Materials provided:
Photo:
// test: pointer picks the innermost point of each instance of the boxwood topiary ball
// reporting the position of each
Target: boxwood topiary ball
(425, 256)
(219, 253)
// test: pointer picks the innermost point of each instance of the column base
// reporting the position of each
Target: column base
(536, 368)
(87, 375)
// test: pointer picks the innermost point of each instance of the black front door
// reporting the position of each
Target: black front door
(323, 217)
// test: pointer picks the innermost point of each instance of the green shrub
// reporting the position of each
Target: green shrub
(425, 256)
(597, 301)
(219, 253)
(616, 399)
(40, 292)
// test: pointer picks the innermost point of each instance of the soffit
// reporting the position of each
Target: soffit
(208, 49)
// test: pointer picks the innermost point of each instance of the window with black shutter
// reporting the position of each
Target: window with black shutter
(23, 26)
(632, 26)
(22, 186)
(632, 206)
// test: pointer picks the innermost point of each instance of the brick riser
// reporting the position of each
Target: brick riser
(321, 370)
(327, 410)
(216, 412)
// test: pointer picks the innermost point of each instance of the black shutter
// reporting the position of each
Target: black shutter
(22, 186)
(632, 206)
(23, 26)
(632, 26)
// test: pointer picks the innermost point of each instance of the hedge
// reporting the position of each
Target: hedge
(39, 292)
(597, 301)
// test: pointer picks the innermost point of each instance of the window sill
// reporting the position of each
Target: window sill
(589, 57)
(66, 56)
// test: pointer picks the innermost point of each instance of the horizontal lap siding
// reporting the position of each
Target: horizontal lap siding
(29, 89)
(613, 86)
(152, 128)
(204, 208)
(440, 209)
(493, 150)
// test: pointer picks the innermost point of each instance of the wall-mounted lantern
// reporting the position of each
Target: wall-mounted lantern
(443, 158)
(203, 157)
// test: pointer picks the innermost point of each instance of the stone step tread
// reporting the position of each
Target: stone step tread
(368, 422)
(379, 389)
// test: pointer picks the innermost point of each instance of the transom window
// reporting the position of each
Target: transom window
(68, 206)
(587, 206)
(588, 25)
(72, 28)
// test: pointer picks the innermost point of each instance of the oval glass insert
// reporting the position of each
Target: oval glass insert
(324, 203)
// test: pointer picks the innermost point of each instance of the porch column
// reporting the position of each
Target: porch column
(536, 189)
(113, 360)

==

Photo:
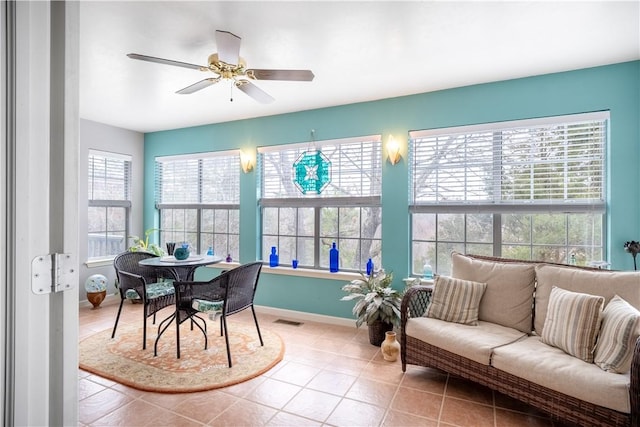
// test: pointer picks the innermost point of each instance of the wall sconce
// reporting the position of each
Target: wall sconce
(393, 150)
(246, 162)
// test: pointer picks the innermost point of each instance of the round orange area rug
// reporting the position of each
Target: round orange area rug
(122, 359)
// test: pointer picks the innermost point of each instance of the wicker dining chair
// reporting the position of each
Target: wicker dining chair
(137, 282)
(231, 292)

Exercise aim: Retype exactly the span of lines from the one with "Target: black front door" through the one with "the window with black shutter"; include both ends and omit the rest of the material.

Result:
Target: black front door
(323, 217)
// test: pointer picks the innermost point of each instance of the green shrub
// reporting the position of each
Target: green shrub
(425, 256)
(597, 301)
(219, 253)
(616, 399)
(40, 292)
// test: pointer picks the innermost point of each instance of the soffit
// reporting the position of each
Target: soffit
(208, 49)
// test: pointer picks the innermost point of each instance of the window with black shutter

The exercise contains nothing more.